───── Source passage
Early on, SBCTA recognized an opportunity to convert the diesel power generator to zero-emission multiple units (ZEMU), which would make Metrolink’s Arrow service the first extension with such rail technology in the U.S. In 2024, these ZEMUs will make their debut.
“Metrolink provides an essential service for Southern Californians, connecting affordable housing to job and activity centers across the region,” Metrolink CEO Stephanie Wiggins said. “This is an exciting project because it allows us to offer more people more service while operating in the most environmentally friendly way possible. It will truly benefit the entire region and commuter rail industry.”
Zero-emissions technology grant
To advance the clean-air component of Arrow, SBCTA secured a $30 million California Transit and Intercity Rail Capital Program (TIRCP) grant for research and development necessary to purchase a zero-emission vehicle and convert a DMU to a ZEMU. Additionally, construction is required for necessary infrastructure to support the alternative propulsion technology and test the vehicle on the Arrow service corridor.
──────────
• **Check your understanding**
[1] Reproduce the stretch of the Arrow rail passage from "Zero-emissions technology grant" through "Arrow service corridor.".
[2] Translate this sentence from the Arrow rail passage into Spanish: "In 2024, these ZEMUs will make their debut."
[3] Please write what comes next in the passage on Metrolink's Arrow service, starting after its last sentence.
The lines after this passage have nothing to do with it.
───── Data listing
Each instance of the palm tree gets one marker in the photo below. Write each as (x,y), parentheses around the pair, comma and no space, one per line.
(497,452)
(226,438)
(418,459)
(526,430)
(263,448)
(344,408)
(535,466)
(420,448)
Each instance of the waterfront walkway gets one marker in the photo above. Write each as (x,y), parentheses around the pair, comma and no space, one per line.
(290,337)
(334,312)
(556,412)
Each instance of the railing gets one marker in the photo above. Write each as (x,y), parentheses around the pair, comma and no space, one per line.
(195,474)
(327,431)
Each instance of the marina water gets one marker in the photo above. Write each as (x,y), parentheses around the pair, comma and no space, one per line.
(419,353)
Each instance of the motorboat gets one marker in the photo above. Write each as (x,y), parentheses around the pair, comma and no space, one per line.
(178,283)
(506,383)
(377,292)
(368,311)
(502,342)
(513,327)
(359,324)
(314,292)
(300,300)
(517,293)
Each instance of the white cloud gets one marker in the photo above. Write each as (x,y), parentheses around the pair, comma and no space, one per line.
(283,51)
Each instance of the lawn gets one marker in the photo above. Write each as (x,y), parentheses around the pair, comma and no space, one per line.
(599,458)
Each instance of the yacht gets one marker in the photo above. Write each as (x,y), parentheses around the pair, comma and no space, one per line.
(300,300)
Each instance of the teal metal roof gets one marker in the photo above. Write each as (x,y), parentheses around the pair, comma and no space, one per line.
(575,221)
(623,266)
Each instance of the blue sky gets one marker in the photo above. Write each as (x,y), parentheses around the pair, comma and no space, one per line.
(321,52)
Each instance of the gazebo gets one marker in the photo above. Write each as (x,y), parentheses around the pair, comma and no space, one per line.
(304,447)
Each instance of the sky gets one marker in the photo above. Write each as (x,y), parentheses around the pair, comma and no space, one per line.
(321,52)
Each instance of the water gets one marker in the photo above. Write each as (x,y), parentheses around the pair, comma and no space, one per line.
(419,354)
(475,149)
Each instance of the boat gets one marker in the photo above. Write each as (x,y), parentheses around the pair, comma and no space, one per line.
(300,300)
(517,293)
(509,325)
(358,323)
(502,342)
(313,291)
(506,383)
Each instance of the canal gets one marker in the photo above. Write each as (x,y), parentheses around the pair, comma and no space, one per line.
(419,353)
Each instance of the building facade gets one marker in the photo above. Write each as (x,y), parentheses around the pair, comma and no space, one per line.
──────────
• **Answers below**
[1]
Zero-emissions technology grant
To advance the clean-air component of Arrow, SBCTA secured a $30 million California Transit and Intercity Rail Capital Program (TIRCP) grant for research and development necessary to purchase a zero-emission vehicle and convert a DMU to a ZEMU. Additionally, construction is required for necessary infrastructure to support the alternative propulsion technology and test the vehicle on the Arrow service corridor.

[2] En 2024, estas ZEMU harán su debut.

[3]
“After much review and evaluation of various technologies, hydrogen fuel cell was selected as the technology for the Arrow service,” said City of Highland Mayor Larry McCallon—who also is Vice Chair of the Metrolink Board of Directors and sits on SBCTA’s board.
Fuel cell technology uses hydrogen and oxygen in a chemical reaction to make energy. Fuel cells are a kind of battery that are in use to power buildings and automobiles, emitting only water vapor. Power packs and hydrogen tanks will be installed onboard the train, between two train cars.
Last November, SBCTA signed a $23 million agreement with Stadler Rail AG of Switzerland to develop the FLIRT HW ZEMU, powered by hydrogen.
In recognition of the innovation of the Redlands Passenger Rail Project, SBCTA was honored with a 2020 Sustainability Award from the Southern California Association of Governments.
At its terminus in downtown San Bernardino, Arrow service will meet the Metrolink system with connections west to downtown Los Angeles and south to the City of Riverside and to destinations in Orange and San Diego counties.
“Creating innovative, convenient options to meet the transportation needs of our region is critical to moving people and goods effectively and efficiently,” SBCTA President Darcy McNaboe said.
More about Metrolink’s zero-emissions future
On the opposite end of its service area, Metrolink is also a partner on a pilot project with the Los Angeles County Metropolitan Transportation Authority (Metro) to use zero-emission technology to operate on Metrolink’s Antelope Valley Line. A $107 TIRCP grant is helping to finance the effort that is scheduled to begin in the summer of 2022 and operate through December 2024.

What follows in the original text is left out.